» **Page text**
Re: [SQL] Alter Table/Indexing

2009-03-25 Thread Steve Midgley

At 02:20 AM 3/25/2009, pgsql-sql-ow...@postgresql.org wrote:

To: Zdravko Balorda 
cc: pgsql-sql@postgresql.org
Subject: Re: Alter Table/Indexing
In-reply-to: <49c89fea.8060...@siix.com>
References: <49c89fea.8060...@siix.com>
Comments: In-reply-to Zdravko Balorda 
message dated "Tue, 24 Mar 2009 09:55:06 +0100"
Date: Tue, 24 Mar 2009 10:35:31 -0400
Message-ID: <27189.1237905...@sss.pgh.pa.us>
From: Tom Lane 
X-Archive-Number: 200903/84
X-Sequence-Number: 32327

Zdravko Balorda  writes:
> I wonder does ATER TABLE TYPE, SET, depends on indexes, like INSERT 
does
> in a sense it may be faster to drop and recreate index than sorting 


> after every row inserted.

ALTER TABLE TYPE already rebuilds the indexes; you won't make the
overall process any faster by doing that by hand.

» **Task statement**
Write out the part of the mailing list reply that begins at the words "Date: Tue, 24" and stops after the words "every row inserted.".

» **Information shown**
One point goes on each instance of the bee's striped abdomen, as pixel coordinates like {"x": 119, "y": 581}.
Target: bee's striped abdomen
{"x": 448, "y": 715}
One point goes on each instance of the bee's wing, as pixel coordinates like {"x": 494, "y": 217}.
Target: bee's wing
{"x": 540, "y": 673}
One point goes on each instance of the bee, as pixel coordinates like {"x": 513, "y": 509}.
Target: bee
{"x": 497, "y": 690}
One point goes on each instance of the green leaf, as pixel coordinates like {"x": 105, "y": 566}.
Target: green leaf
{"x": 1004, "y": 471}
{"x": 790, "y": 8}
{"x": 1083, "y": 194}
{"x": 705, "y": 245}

» **Answer in full**
Date: Tue, 24 Mar 2009 10:35:31 -0400
Message-ID: <27189.1237905...@sss.pgh.pa.us>
From: Tom Lane 
X-Archive-Number: 200903/84
X-Sequence-Number: 32327

Zdravko Balorda  writes:
> I wonder does ATER TABLE TYPE, SET, depends on indexes, like INSERT 
does
> in a sense it may be faster to drop and recreate index than sorting 


> after every row inserted.